Collection entries
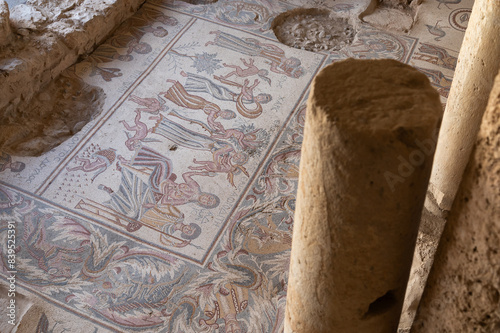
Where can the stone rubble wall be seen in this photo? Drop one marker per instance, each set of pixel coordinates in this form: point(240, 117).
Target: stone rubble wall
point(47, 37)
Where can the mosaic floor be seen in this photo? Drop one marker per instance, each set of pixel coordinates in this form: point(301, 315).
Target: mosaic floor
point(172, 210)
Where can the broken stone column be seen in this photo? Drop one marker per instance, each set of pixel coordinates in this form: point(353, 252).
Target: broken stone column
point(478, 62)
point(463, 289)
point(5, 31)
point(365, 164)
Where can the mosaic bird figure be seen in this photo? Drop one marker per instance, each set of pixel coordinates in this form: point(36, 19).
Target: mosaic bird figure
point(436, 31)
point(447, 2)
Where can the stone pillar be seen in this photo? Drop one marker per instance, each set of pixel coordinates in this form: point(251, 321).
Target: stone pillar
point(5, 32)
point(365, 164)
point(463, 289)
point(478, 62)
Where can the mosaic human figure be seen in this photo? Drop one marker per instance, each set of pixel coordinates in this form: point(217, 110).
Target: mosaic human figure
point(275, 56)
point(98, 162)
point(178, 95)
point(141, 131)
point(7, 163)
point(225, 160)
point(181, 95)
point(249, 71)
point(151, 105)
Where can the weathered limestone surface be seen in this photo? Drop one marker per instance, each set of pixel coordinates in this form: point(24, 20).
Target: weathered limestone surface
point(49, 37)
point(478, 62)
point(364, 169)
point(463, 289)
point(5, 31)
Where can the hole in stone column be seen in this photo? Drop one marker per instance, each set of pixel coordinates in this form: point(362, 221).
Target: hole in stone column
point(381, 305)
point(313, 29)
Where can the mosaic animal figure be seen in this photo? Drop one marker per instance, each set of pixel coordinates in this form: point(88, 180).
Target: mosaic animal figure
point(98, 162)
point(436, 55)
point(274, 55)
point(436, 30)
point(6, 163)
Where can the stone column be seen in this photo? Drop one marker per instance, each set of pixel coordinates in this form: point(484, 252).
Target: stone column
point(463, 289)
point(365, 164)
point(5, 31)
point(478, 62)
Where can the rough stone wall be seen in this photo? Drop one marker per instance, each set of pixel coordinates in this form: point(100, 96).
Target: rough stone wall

---

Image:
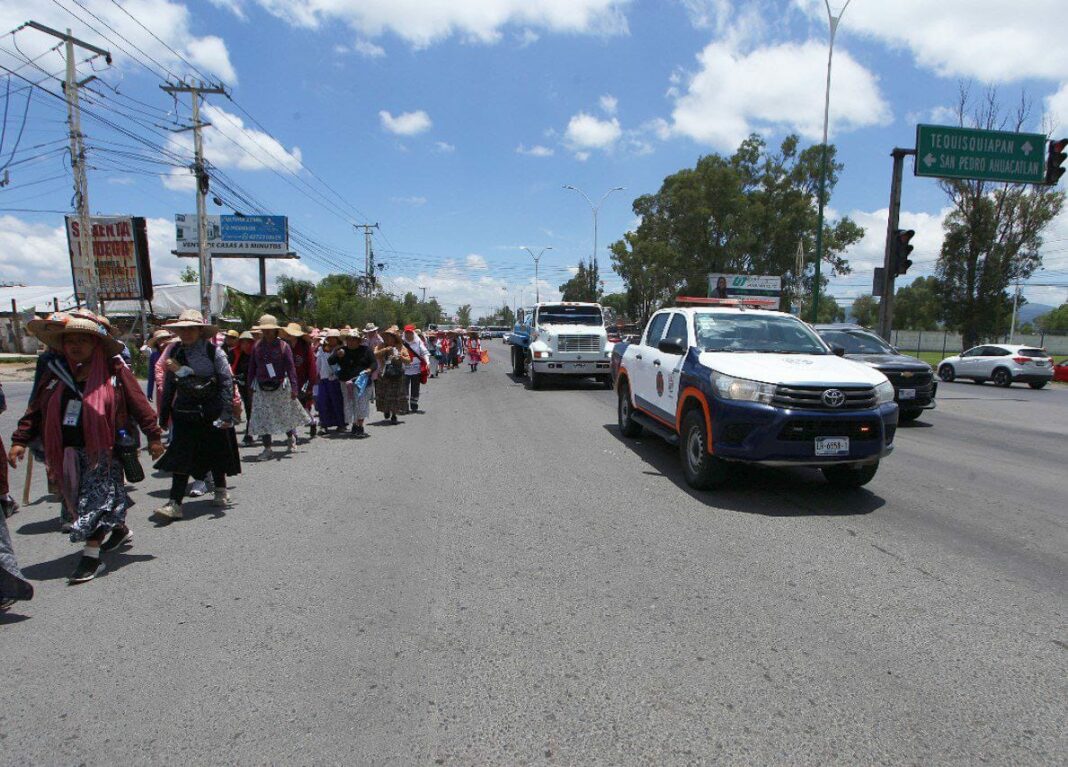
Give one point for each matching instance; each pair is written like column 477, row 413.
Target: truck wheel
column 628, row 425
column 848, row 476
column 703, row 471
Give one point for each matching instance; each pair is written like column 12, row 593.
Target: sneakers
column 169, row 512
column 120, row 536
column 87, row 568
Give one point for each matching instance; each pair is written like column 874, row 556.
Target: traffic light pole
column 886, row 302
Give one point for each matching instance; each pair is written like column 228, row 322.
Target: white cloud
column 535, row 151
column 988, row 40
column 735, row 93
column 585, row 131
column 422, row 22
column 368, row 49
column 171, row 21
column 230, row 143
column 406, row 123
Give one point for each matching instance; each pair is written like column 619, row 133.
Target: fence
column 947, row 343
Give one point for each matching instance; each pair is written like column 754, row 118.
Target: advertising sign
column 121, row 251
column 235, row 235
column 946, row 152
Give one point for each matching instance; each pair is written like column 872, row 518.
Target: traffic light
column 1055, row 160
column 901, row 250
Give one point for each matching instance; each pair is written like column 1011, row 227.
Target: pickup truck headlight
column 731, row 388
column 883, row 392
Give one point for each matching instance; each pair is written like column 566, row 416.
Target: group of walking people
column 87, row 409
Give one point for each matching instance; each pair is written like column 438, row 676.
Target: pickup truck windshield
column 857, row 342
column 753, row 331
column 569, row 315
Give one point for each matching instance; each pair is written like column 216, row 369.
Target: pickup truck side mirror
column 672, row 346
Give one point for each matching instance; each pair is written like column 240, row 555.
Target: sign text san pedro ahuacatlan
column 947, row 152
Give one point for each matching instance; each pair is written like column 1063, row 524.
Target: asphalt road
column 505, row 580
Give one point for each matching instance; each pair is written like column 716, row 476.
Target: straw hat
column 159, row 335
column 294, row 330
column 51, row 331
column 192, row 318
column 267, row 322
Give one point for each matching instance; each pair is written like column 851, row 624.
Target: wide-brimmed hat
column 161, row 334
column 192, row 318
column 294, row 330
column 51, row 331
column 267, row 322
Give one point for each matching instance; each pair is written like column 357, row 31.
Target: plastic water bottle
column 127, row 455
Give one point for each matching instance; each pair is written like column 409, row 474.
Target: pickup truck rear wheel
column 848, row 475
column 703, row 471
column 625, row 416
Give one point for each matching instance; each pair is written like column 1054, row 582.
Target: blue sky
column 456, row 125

**WORK REQUIRED:** Tally the lines in the records above that contain the word "wheel". Reply with only that number.

**RESPONSE TO THE TASK:** 2